_Directions for this task:_ In the text on guilt, which five primary reactions to guilt does Bruce Narramore detail?

Given text: Begin

Collins continues, “At [an] early stage in life, the child…..learns about guilt. When the parents are good models of what they want to teach; when the home is warm, predictable and secure, and when there is more emphasis on approval and giving encouragement than on punishment and criticism – then the child knows what it means to experience forgiveness.

But when there are poor parental models, and/or moral training which is punitive, critical, fear-ridden or highly demanding, then the child becomes angry, rigid, critical and burdened by a continuing sense of guilt.

Dr. Dwight Carlson points out that guilt can be based on valid or true beliefs (such as guilt that comes from the prompting of the God), but it can also come from false beliefs (such as “the belief that I’m dumb, no good, or ugly, or that I have to be perfect,” which can spring from the other causes mentioned above by Collins). In either case, however – whether the psychological guilt is based on true beliefs or false beliefs – it can be equally harmful.

Effects of Guilt

There is a difference, of course, between the effects of objective guilt (legal and religious) and the effects of subjective guilt (psychological). Legal guilt may result in prosecution and punishment; religious guilt will, without forgiveness through mercy of God bring judgment and spiritual death. Subjective guilt, however, may bring several different consequences. Bruce Narramore details the five primary reactions to guilt: condemnation, rebellion, denial and rationalization, confession, genuine repentance.

  • Condemnation

Bruce Narramore writes: Let’s say people…rebuke you, threaten to reject you, and in general let you know they think you’re a mess. In other words, they make you feel immensely guilty. Your natural reaction to this guilt might be to give up and agree with their negative evaluation. You may think to yourself, They’re right. I really am a mess. By agreeing with their evaluation, you participate in their condemnation of yourself.

A young person who reacts to guilt in this way will typically seem sullen, sad and serious. He may often hang his head when speaking to others and exhibit to look others in the eye. She may unconsciously (or, in extreme cases, consciously) inflict punishment on herself by stumbling into frequent “accident” or gaining weight.

Such self-condemnation may also involve an inability to relax, a refusal to accept compliments, an unwillingness to say ‘no’ to the demands of others, or avoidance of leisure activities.

It may also lead to severe depression and even suicide attempts.

  • Rebellion

Narramore continues: Some people…. as soon as they’re made to feel guilty…. rebel. Someone might tell them, “You’re a failure.” Their response would be to think, You haven’t seen anything yet! And they would start to make things worse. There’re like a principal’s son who told me how frequently he rebelled against his father and the school. During one counseling session, he gleefully told me how, during a drinking spree with some of his buddies, he lifted his bottle of beer to his lips and yelled, “Here’s one for the principal’s board.”…. Others don’t rebel so openly. They are much like a married person who is passively resistant. Responding to their partner’s threats, nagging, or attempts to raise guilt, the husband or wife fights back with passivity. He or she fails to get ready on time, lets household tasks go undone, or gets involved in activities that neglect the family. Unfortunately, such passive rebellion stirs up more anger and guilt and compounds the problem.

Given text: End
Source material: Begin

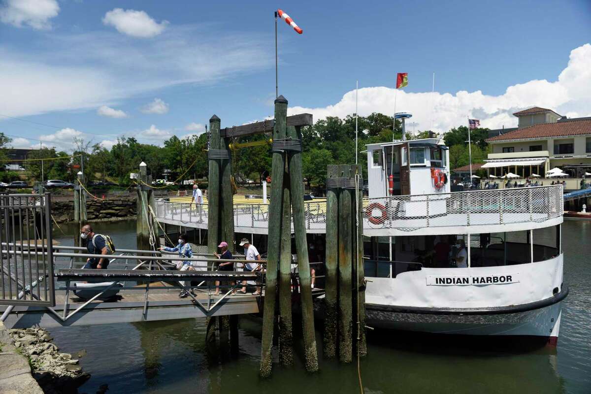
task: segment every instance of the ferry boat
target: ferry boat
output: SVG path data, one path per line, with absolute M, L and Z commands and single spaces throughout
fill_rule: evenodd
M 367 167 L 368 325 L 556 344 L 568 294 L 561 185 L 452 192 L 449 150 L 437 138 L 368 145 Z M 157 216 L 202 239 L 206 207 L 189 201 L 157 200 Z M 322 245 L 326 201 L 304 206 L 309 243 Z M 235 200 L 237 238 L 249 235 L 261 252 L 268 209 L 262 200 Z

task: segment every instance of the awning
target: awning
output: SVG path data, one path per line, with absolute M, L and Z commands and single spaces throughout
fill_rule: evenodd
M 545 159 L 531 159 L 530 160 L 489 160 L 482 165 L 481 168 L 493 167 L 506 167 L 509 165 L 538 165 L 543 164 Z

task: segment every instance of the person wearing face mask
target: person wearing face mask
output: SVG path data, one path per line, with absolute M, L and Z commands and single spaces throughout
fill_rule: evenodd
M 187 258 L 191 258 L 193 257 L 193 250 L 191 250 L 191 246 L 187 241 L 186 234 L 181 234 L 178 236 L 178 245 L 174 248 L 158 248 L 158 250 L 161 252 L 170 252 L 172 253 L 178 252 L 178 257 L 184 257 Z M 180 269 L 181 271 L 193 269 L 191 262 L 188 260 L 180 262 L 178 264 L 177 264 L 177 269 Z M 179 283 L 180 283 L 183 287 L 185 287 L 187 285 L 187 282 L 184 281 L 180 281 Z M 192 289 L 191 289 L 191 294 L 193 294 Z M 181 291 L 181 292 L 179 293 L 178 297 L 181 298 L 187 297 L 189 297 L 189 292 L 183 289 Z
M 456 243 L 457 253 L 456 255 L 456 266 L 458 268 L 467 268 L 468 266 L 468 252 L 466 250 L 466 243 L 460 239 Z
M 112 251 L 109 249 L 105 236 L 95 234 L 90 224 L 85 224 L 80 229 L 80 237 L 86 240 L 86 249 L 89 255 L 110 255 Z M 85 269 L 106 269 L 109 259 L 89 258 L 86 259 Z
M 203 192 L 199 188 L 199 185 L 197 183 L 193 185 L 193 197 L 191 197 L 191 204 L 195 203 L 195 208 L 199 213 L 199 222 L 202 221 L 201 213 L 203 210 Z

Source material: End

_Output of the task:_ Condemnation, rebellion, denial and rationalization, confession, and genuine repentance.